> _Written task_
Revise the entries from the line containing "Target: young tree in water" through the end, replacing "pin" with "marker" and leaving everything else unchanged.

> _Raw data_

■ ■ ■ ■

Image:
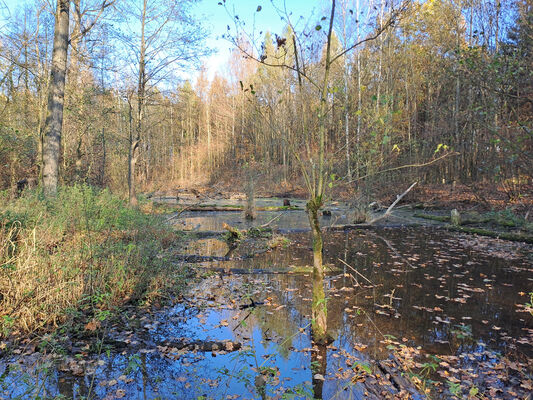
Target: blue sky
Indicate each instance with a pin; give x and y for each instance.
(216, 19)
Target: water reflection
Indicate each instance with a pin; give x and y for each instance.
(429, 290)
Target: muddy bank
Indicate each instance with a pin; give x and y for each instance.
(440, 307)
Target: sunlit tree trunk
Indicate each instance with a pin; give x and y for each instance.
(56, 98)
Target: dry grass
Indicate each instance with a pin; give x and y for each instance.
(81, 253)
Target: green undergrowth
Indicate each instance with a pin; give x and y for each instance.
(78, 258)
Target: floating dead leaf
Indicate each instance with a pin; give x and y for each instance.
(93, 325)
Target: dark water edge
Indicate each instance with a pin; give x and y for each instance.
(418, 293)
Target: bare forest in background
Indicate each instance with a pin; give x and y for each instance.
(447, 78)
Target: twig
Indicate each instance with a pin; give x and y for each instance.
(398, 198)
(354, 270)
(178, 214)
(405, 166)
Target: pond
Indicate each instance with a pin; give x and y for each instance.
(447, 308)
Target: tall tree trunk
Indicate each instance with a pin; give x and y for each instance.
(141, 87)
(56, 98)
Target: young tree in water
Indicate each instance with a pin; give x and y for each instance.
(314, 165)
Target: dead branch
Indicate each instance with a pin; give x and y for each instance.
(354, 270)
(388, 212)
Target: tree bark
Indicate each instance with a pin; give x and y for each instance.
(56, 98)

■ ■ ■ ■

> _The solution_
Target: young tree in water
Indicate each instance with a marker; give x and y for each instance.
(314, 165)
Target: dead branch
Indicate each instance with a marker; give x and y for each instance.
(354, 270)
(388, 212)
Target: tree bark
Indicate each instance with a marker; give x and y for each instance.
(56, 98)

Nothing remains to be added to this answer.